### THINGS TO DO
**a)** List every word or phrase that appears in double quotation marks in the logic comment thread below.
**b)** Please write the next few sentences of the logic comment thread below, picking up after its final line.

### EXCERPT

"""

Not to be difficult (or, no more so than is polite) and clearly with my /a/s/s/ logician hat on: I think both of those examples are stronger than you mean. Because, as you know Bob, "iff" doesn't just mean emphatic "if", it means that the if/then lines of implication go both ways in the sentence. And in "If he doesn't start spraying before I have his balls lopped off, then he'll be a good pet," the implication is that not spraying is constitutive of being a good pet, rather than merely a necessary condition of it. Or, to put it another way, the logic of that sentence is such that if the second half is not true then the first half *must* not be true. I.e. If he's not a good pet then he must have started spraying before you had his balls lopped off. But I bet you think there are other ways of being/becoming a bad pet.

I'm sorry. It comes over me like that. I'll shut up now.

From: [identity profile] aliza250.livejournal.com


Someone, probably [livejournal.com profile] dglenn, had a poll a few weeks back asking whether their friends recognized the term immediately, on hearing it explained, or not at all...

"""

### DATA LINES
"""

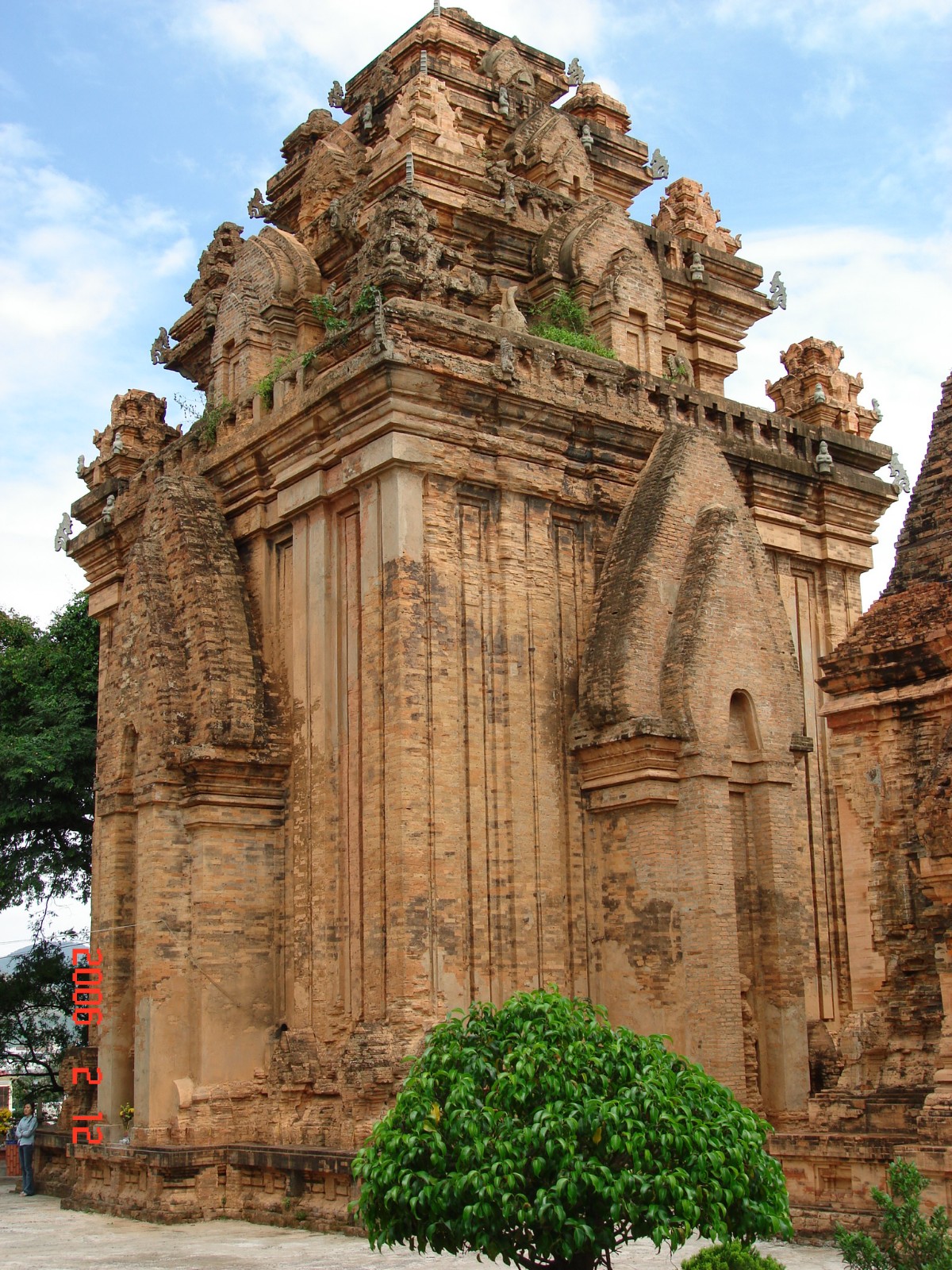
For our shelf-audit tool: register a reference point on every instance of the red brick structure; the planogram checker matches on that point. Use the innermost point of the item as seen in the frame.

"""

### ANSWERS FOR THE TASKS
**a)**
- "iff"
- "if"
- "If he doesn't start spraying before I have his balls lopped off, then he'll be a good pet"

**b)**
From: [identity profile] xiphias.livejournal.com


It's a useful term. Lis keeps using it on me: "We can go out to a movie, eye eff eff there's anything you want to see."

'Cause I've got a self-sacrificing streak where I go out and do things I'm not enthusiastic about, just because the person I'm with wants to do them. Using "eye eff eff" allows Lis to easily bypass that about me.

From: [identity profile] calimac.livejournal.com


I'm still trying to figure out what "iff" means. Googling doesn't help -- too many acronyms.

As far as I can figure out, it's "if" in italics.

From: [identity profile] minnehaha.livejournal.com


I don't think I've ever heard it in a context other than mathematical logic. It's not English.

And I don't think of it as more precise than "if"; I think of it as different. "And" isn't more precise than "or," even though the former subsumes the latter.

B


From: [identity profile] minnehaha.livejournal.com


"...when they mean 'necessary and sufficient.'"

Which is the term I hear in philosophy.

B

From: [identity profile] king-tirian.livejournal.com


In mathematical writing, I encounter and write both. One might say "The Axiom of Choice is a necessary and sufficient condition for Zorn's Lemma," but when you're in the middle of an argument, it's much more convenient to have a simple conjunction that you can use as one would other logical connectors like "and" and "or".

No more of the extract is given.